[WHAT YOU WILL DO] Copy out the records below, substituting "table" for every occurrence of "shelf" and keeping all else the same.
◆ ◆ ◆ ◆ ◆ ◆ ◆
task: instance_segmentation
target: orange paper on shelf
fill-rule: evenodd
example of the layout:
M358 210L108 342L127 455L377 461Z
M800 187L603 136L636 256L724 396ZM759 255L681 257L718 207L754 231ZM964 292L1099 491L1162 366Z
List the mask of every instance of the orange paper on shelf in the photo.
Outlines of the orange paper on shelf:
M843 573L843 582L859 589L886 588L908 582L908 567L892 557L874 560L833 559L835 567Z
◆ ◆ ◆ ◆ ◆ ◆ ◆
[COMPLETED EXERCISE]
task: instance_segmentation
target: orange paper on table
fill-rule: evenodd
example of the layout:
M358 210L108 342L127 455L377 461Z
M800 187L603 136L636 256L724 396ZM759 255L681 257L718 207L754 231ZM964 292L1099 491L1162 366Z
List the mask of every instance of the orange paper on table in the photo.
Outlines of the orange paper on table:
M843 573L843 582L859 589L886 588L908 582L908 567L892 557L874 560L833 559L835 567Z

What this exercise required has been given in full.